__To do__
The records are to be restated in their entirety, word for word.
— start —
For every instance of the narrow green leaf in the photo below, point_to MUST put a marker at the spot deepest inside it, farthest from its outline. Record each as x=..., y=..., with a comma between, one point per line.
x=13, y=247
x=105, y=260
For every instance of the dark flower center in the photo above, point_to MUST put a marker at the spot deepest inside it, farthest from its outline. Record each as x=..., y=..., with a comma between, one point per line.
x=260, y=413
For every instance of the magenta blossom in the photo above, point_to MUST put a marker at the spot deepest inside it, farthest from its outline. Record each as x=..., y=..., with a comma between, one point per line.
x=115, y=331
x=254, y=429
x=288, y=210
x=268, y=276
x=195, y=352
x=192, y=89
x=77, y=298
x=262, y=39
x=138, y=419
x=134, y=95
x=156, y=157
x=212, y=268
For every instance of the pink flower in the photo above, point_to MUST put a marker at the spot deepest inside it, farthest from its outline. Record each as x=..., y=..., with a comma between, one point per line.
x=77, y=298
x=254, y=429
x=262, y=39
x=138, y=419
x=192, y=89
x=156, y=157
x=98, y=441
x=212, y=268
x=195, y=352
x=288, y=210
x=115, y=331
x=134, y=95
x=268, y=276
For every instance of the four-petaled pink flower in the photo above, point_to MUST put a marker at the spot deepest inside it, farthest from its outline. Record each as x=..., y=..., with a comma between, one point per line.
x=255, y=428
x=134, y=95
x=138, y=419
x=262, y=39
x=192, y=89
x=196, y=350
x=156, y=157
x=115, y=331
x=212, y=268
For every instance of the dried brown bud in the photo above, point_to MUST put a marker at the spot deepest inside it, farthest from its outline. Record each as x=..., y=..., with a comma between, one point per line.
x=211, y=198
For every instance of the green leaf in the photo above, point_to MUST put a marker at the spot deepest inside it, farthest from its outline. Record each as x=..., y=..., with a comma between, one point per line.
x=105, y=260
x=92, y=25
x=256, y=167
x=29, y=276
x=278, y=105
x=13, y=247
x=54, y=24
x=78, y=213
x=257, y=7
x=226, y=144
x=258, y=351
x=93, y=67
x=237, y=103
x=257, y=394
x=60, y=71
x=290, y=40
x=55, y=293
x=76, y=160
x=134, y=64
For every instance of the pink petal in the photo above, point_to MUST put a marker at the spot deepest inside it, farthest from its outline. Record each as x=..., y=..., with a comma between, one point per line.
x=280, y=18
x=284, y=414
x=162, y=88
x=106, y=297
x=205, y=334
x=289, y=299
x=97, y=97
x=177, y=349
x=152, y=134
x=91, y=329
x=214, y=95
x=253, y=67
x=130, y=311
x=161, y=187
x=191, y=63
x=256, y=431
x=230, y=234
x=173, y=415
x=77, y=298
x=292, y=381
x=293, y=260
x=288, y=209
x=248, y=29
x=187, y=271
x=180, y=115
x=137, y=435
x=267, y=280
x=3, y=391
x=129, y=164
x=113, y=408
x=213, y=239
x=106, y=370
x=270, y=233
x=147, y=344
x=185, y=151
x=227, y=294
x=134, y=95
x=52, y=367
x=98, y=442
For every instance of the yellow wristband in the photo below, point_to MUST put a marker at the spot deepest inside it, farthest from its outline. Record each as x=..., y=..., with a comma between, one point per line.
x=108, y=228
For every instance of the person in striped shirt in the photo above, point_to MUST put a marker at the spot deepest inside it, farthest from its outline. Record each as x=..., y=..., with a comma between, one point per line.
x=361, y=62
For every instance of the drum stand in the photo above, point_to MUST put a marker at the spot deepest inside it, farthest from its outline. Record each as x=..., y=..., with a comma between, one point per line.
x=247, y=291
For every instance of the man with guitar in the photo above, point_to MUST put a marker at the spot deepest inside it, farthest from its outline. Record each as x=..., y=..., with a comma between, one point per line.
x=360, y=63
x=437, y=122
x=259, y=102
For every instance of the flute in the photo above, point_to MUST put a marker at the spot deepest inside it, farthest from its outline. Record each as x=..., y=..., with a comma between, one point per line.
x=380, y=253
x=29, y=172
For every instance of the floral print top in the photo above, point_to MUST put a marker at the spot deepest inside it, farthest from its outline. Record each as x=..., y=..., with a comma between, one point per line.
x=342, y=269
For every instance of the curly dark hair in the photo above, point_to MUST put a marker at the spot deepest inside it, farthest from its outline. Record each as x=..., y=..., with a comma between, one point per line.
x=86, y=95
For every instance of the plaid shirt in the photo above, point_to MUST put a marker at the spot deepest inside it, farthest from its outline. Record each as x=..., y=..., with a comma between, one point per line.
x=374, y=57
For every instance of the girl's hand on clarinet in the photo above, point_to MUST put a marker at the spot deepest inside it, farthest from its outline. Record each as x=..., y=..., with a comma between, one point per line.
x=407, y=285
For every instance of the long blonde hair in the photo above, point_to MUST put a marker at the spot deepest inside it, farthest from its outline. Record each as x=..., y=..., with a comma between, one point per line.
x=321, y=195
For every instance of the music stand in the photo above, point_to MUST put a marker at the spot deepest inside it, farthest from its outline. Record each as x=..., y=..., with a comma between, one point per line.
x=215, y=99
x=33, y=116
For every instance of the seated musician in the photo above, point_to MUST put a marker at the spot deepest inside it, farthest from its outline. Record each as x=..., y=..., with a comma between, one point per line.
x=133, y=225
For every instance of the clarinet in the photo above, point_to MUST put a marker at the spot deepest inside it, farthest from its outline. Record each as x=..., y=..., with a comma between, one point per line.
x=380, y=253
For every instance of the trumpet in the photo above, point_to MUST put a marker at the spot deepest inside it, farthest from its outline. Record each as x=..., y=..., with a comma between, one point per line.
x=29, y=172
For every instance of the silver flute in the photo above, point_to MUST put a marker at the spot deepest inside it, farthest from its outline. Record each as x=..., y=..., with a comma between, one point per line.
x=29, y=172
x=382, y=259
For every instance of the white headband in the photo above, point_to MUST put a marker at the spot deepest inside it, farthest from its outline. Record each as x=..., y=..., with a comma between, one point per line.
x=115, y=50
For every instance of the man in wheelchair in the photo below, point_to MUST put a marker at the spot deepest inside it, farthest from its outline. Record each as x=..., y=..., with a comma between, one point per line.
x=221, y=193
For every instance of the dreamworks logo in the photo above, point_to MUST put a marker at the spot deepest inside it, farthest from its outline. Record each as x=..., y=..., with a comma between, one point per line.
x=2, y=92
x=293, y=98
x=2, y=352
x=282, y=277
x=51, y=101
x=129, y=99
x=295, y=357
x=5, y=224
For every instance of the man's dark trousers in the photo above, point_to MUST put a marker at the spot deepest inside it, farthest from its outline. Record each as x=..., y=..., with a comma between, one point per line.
— end —
__Exercise answer__
For every instance of the narrow green leaf in the photo below, point_to MUST put a marker at the spot deepest inside it, farthest from its outline. Record each as x=..., y=..., with a comma between, one point per line.
x=13, y=247
x=105, y=260
For every instance of the dark flower center in the photo above, point_to MUST put a marker at the spot deepest inside it, farthest from its outline. Record each as x=..., y=..., with a comma between, one point per line.
x=260, y=413
For every instance of the magenta blossom in the photo above, point_to MUST put a marker at the spot deepest inside it, farthest from its outline. Record each as x=..., y=..., with a comma between, one point per line.
x=115, y=331
x=254, y=429
x=288, y=210
x=268, y=276
x=195, y=352
x=192, y=89
x=77, y=298
x=262, y=39
x=138, y=419
x=134, y=95
x=156, y=157
x=212, y=268
For every instance of the pink flower in the photo above, point_to MUST put a marker at the spot deepest inside it, farthest from its outline. Record each as x=..., y=..., with a comma between, one point per line.
x=77, y=298
x=254, y=429
x=262, y=39
x=138, y=419
x=192, y=89
x=156, y=157
x=98, y=441
x=212, y=268
x=195, y=352
x=288, y=210
x=115, y=331
x=134, y=95
x=268, y=276
For every instance of the four-petaled pink flower in the photo above, point_to MUST put a marker at the spot deepest inside it, farthest from its outline. Record each as x=..., y=..., with a comma between, one point per line.
x=255, y=428
x=134, y=95
x=138, y=419
x=262, y=39
x=192, y=89
x=196, y=350
x=156, y=157
x=115, y=331
x=212, y=268
For every instance of the dried brown bud in the photo above, point_to MUST put a marker at the spot deepest inside it, farthest from its outline. Record each as x=..., y=..., with a comma between, one point per line.
x=211, y=198
For every instance of the green leaf in the photo above, point_to MUST put a marker at the spot deepest inside it, farthest from its outline. Record each as x=..., y=..., with a comma between, one point per line.
x=105, y=260
x=92, y=25
x=256, y=167
x=29, y=276
x=278, y=105
x=13, y=247
x=54, y=24
x=78, y=213
x=257, y=7
x=226, y=144
x=258, y=351
x=93, y=67
x=237, y=103
x=257, y=394
x=60, y=71
x=290, y=40
x=55, y=293
x=76, y=160
x=134, y=64
For every instance of the pink petal in the photo above, point_to MUST put a marker at the spot deepest inside it, farthest from its outline. Record each as x=..., y=..., with a comma between, one point per line.
x=280, y=18
x=284, y=414
x=162, y=88
x=106, y=297
x=205, y=334
x=289, y=299
x=97, y=97
x=177, y=349
x=152, y=134
x=91, y=329
x=214, y=95
x=253, y=67
x=130, y=311
x=161, y=187
x=191, y=63
x=256, y=431
x=230, y=234
x=173, y=415
x=77, y=298
x=292, y=381
x=293, y=260
x=288, y=209
x=248, y=29
x=187, y=271
x=180, y=115
x=137, y=435
x=267, y=280
x=3, y=391
x=129, y=164
x=113, y=408
x=213, y=239
x=106, y=370
x=270, y=233
x=147, y=344
x=185, y=151
x=227, y=294
x=134, y=95
x=52, y=367
x=98, y=442
For every instance of the yellow wristband in the photo below, point_to MUST put a marker at the spot deepest inside it, farthest from its outline. Record each as x=..., y=..., with a comma between, one point per line.
x=108, y=228
For every instance of the person in striped shirt in the photo above, point_to MUST put a marker at the spot deepest inside it, farthest from its outline. Record each as x=..., y=..., with a comma between, one point per line.
x=361, y=62
For every instance of the drum stand in the photo above, point_to MUST put a marker at the spot deepest inside it, farthest from its outline. Record each as x=..., y=..., with a comma between, one point per line.
x=247, y=291
For every instance of the man with guitar in the photo above, point_to MUST put a marker at the spot deepest inside it, farthest from its outline. Record each as x=..., y=..., with a comma between, one point per line.
x=360, y=63
x=437, y=122
x=259, y=102
For every instance of the flute in the photo above, point_to MUST put a marker at the spot deepest inside it, farthest from its outline. Record each as x=..., y=..., with a comma between, one point per line.
x=380, y=253
x=29, y=172
For every instance of the floral print top in the photo above, point_to MUST put a marker at the spot deepest inside it, farthest from its outline. Record each as x=..., y=..., with a comma between, one point per line.
x=342, y=269
For every instance of the curly dark hair in the photo above, point_to MUST put a marker at the spot deepest inside it, farthest from its outline. Record each as x=..., y=..., with a comma between, one point per line.
x=86, y=95
For every instance of the plaid shirt in the photo above, point_to MUST put a marker at the spot deepest inside it, farthest from its outline. Record each as x=..., y=..., with a comma between, one point per line.
x=374, y=57
For every instance of the girl's hand on clarinet in the photo above, point_to MUST put a marker at the spot deepest inside it, farthest from its outline. Record each as x=..., y=..., with a comma between, one point per line.
x=407, y=285
For every instance of the long blonde hair in the photo above, point_to MUST put a marker at the spot deepest inside it, farthest from its outline. Record each as x=..., y=..., with a comma between, one point per line.
x=321, y=195
For every instance of the music stand in the photo above, point_to MUST put a marker at the spot deepest inside it, farthest from its outline. Record each as x=..., y=..., with a comma between, one point per line.
x=215, y=99
x=33, y=116
For every instance of the seated musician in the photo above, point_to MUST put a marker at the spot deepest inside it, farthest from its outline. Record each as x=..., y=..., with a comma between, one point per line.
x=133, y=225
For every instance of the clarinet in the photo above, point_to MUST put a marker at the spot deepest inside it, farthest from its outline. Record each as x=..., y=..., with a comma between, one point per line.
x=380, y=253
For every instance of the trumpet in the photo above, point_to MUST put a marker at the spot deepest inside it, farthest from its outline. Record each as x=..., y=..., with a comma between, one point per line.
x=29, y=172
For every instance of the silver flute in the photo above, point_to MUST put a marker at the spot deepest inside it, farthest from its outline. Record each as x=..., y=..., with a comma between, one point per line.
x=29, y=172
x=382, y=259
For every instance of the white headband in the photo above, point_to MUST put a marker at the spot deepest inside it, farthest from its outline. Record each as x=..., y=..., with a comma between, one point per line.
x=115, y=50
For every instance of the man in wheelchair in the photo below, point_to MUST put a marker at the spot deepest inside it, farthest from its outline. Record each as x=..., y=..., with a comma between, one point per line.
x=221, y=193
For every instance of the dreamworks logo in the photo above, point_to MUST put a marker at the spot deepest inside it, farthest from its outline. Record each as x=..., y=..., with a comma between, one point per line.
x=2, y=92
x=293, y=98
x=2, y=352
x=282, y=277
x=51, y=101
x=129, y=99
x=295, y=357
x=5, y=224
For every instance of the man's dark trousers in the photo above, point_to MUST put a marker at the spot deepest inside it, farthest from its outline. Record each as x=..., y=..., with a comma between, one point per line.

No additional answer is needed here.